• Provided text
---------------

Subtracting row minima

I know that arrays are column based in julia but maybe I’m missing something.
Want to subtract the column minimum from each column in a matrix and then the same with rows.

Currently doing this:

# subtract col minimum
for c=1:ncols
    @views mat[:,c] .-= minimum(mat[:,c])
end
    
# subtract row minimum
row_minima = findmin(mat, dims=2)[1]
for r=1:nrows
    @views mat[r,:] .-= row_minima[r]
 end

which takes about 6s for a 16000*16000 UInt16 matrix.
The first part (col minimum) takes about 0.3s so is way faster than the second one.

First I used:

for r=1:nrows
       @views mat[r,:] .-= minimum(mat[r,:])
 end

which takes 10s so mine is at least faster but maybe there is something I’m missing out. Thanks in advance.

You can also just write mat .-= minimum(mat, dims=1) etc. I haven’t timed it but this should be pretty efficient.

2 Likes

How about:

julia> function foocol!(mat)
           for col in eachcol(mat)
               col .-= minimum(col)
           end
           return mat
       end;
       foocol(mat) = foocol!(copy(mat));

julia> function foorow!(mat)
           rmins = vec(minimum(mat, dims=2))
           for col in eachcol(mat)
               col .-= rmins
           end
           return mat
       end;
       foorow(mat) = foorow!(copy(mat));

julia> mat = rand(UInt16, 16000, 16000);
julia> @time foocol(mat);
       @time foorow(mat);
  0.477268 seconds (16.01 k allocations: 489.014 MiB, 1.75% gc time)
  0.395470 seconds (16.03 k allocations: 489.045 MiB, 10.38% gc time)

Not 100% sure it does what you want but might be close enough. Basically you just want to traverse the array along the columns in both functions.

Edit:
Didn’t see/parse the answer before mine but it’s superior. Fraction of memory and time required (probably due to allocating views).

---------------

• Provided data
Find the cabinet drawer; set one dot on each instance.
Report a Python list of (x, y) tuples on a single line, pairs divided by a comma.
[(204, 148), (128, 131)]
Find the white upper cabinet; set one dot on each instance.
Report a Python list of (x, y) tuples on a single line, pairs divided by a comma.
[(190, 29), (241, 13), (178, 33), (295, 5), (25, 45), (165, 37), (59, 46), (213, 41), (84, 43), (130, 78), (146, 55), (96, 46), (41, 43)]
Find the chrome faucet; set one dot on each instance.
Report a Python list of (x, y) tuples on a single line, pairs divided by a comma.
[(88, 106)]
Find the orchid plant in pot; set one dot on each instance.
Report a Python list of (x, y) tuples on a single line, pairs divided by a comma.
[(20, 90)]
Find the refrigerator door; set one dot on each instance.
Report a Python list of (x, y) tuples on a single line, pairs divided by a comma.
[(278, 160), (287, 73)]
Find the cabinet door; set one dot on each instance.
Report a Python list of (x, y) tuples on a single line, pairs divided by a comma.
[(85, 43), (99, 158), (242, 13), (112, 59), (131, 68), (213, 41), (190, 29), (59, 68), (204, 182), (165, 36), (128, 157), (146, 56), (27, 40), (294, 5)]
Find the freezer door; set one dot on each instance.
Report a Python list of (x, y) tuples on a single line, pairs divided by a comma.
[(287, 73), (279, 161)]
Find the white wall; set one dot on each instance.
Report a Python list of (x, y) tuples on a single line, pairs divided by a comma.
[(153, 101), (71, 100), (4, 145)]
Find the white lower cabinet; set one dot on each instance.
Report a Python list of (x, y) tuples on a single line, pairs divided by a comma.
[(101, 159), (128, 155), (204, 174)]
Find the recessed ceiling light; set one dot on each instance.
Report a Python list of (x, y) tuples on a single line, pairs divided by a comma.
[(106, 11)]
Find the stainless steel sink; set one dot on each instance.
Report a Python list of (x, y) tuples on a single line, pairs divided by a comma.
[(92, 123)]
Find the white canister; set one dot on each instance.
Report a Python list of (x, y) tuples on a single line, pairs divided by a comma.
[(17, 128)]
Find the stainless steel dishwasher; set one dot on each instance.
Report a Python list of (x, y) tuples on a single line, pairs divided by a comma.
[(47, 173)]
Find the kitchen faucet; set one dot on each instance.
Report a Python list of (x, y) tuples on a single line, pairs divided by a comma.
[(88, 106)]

---------------

• Requirement
Could you extend the Julia thread about subtracting row and column minima from a matrix, picking up after its last post? The records have no connection to the Julia thread about subtracting matrix minima.

• The answer
Hope that learning about eachcol is still useful but don’t use it for your problem.

1 Like

You mean dims=2, right? For the row minimum

Oh loving it. Thank you very much! Didn’t know about eachcol. Pretty neat. Maybe I can use it somewhere else in the code base.

A .-= minimum(A, dims=1) subtracts the minimum from each column, and A .-= minimum(A, dims=2) subtracts the minimum from each row.

I’m guessing that using broadcasting like this will be faster than using eachrow and eachcol iterators. It’s certainly easier and more compact.

4 Likes

Ah yeah it seems to be neither faster nor slower but yes easier to read. Thx!

If you want it be super fast, write a single nested-loop for both operations like this:

function subMins!(mat)
    mcols = minimum(mat, dims=1)
    mrows = minimum(mat, dims=2)
    for j = 1:size(mat,2), i = 1:size(mat,1)
        mat[i,j] -= mrows[i] + mcols[j] 
    end  
end 

using BenchmarkTools
mat = rand(UInt16, 16000, 16000)
@btime subMins!($mat)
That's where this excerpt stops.